* _Exercise instructions_: Pick out every line in the records below that contains the word "wave", and copy each one as it appears.
:::
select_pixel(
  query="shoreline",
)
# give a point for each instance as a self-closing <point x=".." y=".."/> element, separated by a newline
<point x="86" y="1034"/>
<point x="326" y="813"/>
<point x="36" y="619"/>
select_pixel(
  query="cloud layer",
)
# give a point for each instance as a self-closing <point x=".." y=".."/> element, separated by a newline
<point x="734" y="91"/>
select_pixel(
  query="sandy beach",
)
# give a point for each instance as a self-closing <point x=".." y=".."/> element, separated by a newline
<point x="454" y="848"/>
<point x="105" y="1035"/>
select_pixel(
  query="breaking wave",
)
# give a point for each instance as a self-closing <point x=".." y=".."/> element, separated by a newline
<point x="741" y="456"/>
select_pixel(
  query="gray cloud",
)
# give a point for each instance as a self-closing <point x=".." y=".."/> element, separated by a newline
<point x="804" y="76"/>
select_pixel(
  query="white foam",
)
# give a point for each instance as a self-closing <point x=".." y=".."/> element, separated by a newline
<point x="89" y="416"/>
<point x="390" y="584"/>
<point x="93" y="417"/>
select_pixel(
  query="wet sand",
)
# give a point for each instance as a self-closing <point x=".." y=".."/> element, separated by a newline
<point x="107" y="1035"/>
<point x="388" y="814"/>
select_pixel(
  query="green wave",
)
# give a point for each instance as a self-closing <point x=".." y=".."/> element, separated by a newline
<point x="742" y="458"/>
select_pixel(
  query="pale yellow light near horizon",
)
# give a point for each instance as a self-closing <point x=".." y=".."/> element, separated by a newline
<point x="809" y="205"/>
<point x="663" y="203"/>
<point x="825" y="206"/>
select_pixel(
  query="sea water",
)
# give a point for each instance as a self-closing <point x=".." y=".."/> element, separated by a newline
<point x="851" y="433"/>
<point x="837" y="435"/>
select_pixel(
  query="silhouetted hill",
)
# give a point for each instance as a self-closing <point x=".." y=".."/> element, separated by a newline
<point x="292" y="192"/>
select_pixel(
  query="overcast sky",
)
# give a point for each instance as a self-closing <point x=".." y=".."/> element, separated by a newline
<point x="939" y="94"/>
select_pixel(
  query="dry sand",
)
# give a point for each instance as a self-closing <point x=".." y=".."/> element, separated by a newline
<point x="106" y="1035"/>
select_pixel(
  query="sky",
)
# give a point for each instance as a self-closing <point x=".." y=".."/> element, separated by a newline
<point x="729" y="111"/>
:::
* _Answer for this exercise_:
  query="breaking wave",
  query="green wave",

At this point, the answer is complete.